┌─ Data records

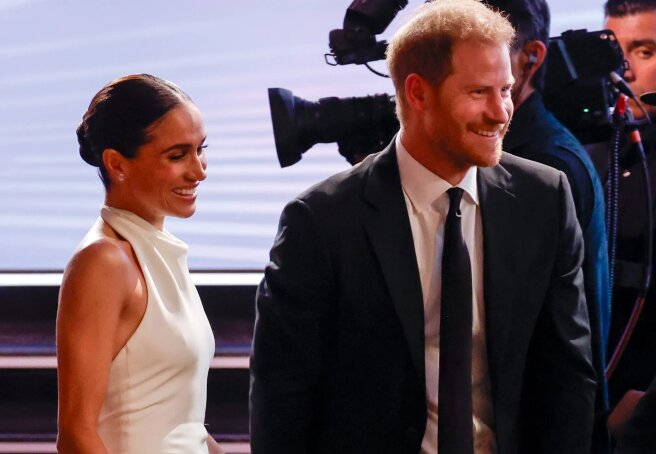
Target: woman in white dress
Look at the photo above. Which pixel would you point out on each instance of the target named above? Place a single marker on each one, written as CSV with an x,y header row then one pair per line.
x,y
133,342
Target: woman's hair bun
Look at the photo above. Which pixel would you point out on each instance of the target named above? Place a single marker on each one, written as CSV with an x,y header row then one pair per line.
x,y
86,151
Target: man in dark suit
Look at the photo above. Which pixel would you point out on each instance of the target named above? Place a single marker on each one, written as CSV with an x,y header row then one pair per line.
x,y
359,313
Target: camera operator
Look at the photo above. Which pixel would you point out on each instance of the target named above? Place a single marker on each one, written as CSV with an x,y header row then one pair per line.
x,y
537,135
634,24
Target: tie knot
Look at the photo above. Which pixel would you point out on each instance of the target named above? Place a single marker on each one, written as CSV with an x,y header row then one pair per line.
x,y
455,195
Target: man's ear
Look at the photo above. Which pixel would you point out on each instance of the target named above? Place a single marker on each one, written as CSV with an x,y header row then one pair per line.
x,y
532,57
416,92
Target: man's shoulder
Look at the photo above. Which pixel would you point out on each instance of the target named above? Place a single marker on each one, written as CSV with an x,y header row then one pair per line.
x,y
344,185
528,169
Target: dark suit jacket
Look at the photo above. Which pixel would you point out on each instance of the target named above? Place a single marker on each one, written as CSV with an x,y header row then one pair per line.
x,y
337,363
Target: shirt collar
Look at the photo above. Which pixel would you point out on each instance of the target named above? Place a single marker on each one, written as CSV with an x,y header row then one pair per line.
x,y
422,186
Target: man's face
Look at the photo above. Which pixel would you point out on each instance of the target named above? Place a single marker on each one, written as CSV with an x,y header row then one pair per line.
x,y
636,34
468,114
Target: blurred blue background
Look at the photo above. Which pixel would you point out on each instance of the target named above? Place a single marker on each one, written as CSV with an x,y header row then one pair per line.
x,y
55,55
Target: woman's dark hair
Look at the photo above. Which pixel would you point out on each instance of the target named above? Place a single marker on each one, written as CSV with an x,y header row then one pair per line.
x,y
121,113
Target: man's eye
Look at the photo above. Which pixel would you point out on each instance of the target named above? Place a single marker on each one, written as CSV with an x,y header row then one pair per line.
x,y
644,53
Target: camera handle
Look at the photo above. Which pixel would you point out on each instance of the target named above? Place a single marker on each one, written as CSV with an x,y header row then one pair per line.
x,y
621,125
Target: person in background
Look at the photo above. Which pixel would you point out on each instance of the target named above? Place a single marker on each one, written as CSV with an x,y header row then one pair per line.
x,y
537,135
430,298
133,342
634,24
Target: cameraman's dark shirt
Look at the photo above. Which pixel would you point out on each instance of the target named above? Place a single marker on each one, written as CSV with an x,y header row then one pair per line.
x,y
639,435
637,368
537,135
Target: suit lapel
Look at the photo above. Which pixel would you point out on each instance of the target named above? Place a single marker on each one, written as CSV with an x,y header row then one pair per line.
x,y
501,236
388,228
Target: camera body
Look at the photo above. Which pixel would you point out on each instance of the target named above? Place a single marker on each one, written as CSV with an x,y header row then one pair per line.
x,y
578,89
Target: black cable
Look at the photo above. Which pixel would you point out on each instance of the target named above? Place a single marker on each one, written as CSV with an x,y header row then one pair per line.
x,y
612,197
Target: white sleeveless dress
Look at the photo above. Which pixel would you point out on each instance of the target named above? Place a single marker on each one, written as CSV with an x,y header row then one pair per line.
x,y
157,387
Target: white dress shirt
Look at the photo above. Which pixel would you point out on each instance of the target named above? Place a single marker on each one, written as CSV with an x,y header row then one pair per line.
x,y
428,204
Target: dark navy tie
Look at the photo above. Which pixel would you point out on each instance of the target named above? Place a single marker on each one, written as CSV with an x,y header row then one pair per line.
x,y
455,426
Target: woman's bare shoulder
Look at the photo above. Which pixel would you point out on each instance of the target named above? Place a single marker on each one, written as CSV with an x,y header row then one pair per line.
x,y
102,260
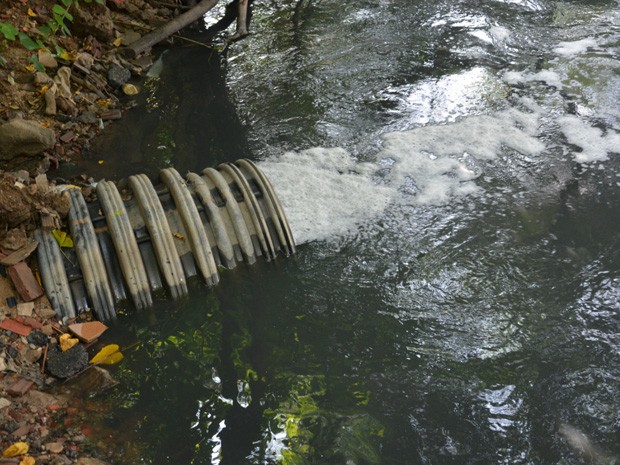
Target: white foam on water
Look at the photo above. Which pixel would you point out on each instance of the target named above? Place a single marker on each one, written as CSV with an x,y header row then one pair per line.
x,y
549,77
326,193
594,143
577,47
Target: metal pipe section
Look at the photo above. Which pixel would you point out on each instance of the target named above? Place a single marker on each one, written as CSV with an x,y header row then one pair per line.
x,y
160,237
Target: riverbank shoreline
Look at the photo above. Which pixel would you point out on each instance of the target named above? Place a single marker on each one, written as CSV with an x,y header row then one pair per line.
x,y
66,95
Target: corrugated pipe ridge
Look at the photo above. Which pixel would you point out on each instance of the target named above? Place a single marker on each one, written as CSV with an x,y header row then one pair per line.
x,y
160,237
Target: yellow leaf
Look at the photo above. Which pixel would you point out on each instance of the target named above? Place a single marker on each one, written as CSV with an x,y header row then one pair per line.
x,y
66,342
63,239
15,449
27,460
67,56
109,355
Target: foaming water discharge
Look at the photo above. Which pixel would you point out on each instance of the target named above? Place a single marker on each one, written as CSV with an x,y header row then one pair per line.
x,y
160,236
328,193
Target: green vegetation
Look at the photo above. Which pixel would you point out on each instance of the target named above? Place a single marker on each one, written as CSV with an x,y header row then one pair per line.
x,y
58,24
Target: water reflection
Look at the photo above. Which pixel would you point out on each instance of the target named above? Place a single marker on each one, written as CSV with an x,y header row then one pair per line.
x,y
473,309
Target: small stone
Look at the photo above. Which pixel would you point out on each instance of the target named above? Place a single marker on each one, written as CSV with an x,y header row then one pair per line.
x,y
25,308
54,447
45,312
85,60
24,137
16,327
88,332
38,338
117,76
41,78
20,387
130,89
22,431
130,37
88,117
48,330
47,60
66,364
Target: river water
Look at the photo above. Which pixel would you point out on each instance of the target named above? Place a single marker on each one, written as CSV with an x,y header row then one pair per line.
x,y
451,173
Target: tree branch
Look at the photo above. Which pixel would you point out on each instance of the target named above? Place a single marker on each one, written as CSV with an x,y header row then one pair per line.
x,y
159,34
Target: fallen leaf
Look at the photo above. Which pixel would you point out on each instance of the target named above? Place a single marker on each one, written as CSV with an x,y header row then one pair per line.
x,y
27,460
66,341
63,239
67,56
15,449
109,355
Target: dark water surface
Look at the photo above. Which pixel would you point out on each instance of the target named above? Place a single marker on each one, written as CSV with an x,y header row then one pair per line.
x,y
466,319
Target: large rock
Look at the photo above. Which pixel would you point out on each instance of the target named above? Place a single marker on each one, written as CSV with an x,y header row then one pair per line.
x,y
24,137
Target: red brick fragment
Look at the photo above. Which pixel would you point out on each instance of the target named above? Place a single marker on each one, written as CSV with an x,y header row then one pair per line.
x,y
22,431
15,326
20,387
29,321
24,281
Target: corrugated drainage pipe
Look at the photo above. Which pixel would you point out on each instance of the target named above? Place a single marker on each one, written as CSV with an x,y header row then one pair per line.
x,y
126,249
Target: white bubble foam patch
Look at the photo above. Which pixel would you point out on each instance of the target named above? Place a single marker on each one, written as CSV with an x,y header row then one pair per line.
x,y
326,193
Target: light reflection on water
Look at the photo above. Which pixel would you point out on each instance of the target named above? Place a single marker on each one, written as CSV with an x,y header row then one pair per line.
x,y
464,327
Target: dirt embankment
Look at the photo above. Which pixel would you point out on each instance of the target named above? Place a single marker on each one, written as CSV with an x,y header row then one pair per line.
x,y
55,96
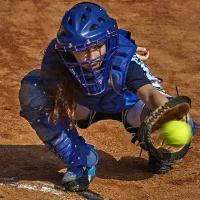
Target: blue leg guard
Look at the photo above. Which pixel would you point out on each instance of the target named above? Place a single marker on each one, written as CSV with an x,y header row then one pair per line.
x,y
66,143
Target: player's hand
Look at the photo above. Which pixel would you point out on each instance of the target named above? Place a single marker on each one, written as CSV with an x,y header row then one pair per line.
x,y
143,53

└─

_Exercise instructions_
Rewrite the part of the data that opens with the line containing "Target: corrugated drainage pipe" and runs to the end, keeping every line and increasing each x and y coordinate in the answers by 116. Omit the pictures from your output.

_Completed exercise_
Target: corrugated drainage pipe
Look at the photo above. Which pixel would you point out on each instance of the target named above? Place a single marker on each one, written as CSV with an x,y header row then one pair per line.
x,y
242,365
Target: white bubble foam patch
Look at the photo above. Which pixel would you point out on each instance of the target named above? Place a single marker on each one, written as CSV with an x,y header row then one pair per line.
x,y
442,309
Target: light reflection on water
Look at the photo above. Which pixel would you point out on each instance of the target named above? Place a single marker on each one, written as CSV with an x,y header row then one pair per line.
x,y
580,443
Target: dirt embankment
Look at the photo above. Which pixel would you point out on each instance of the target named above? Place a single marker on each one, written as CSV with an x,y header row then one pair per line.
x,y
171,212
Target: blue leg guard
Look at the photo above. Which pixel would you point out on each instance of the target named above? Place a single marker on each one, written as CSV with an x,y header row then one pair per line.
x,y
182,259
Target: player's hand
Look at the photo above. Which pixel would you point out on each instance of the target named above? Place a single marker on each one, written as CSV with an x,y header row then one pair per line.
x,y
259,169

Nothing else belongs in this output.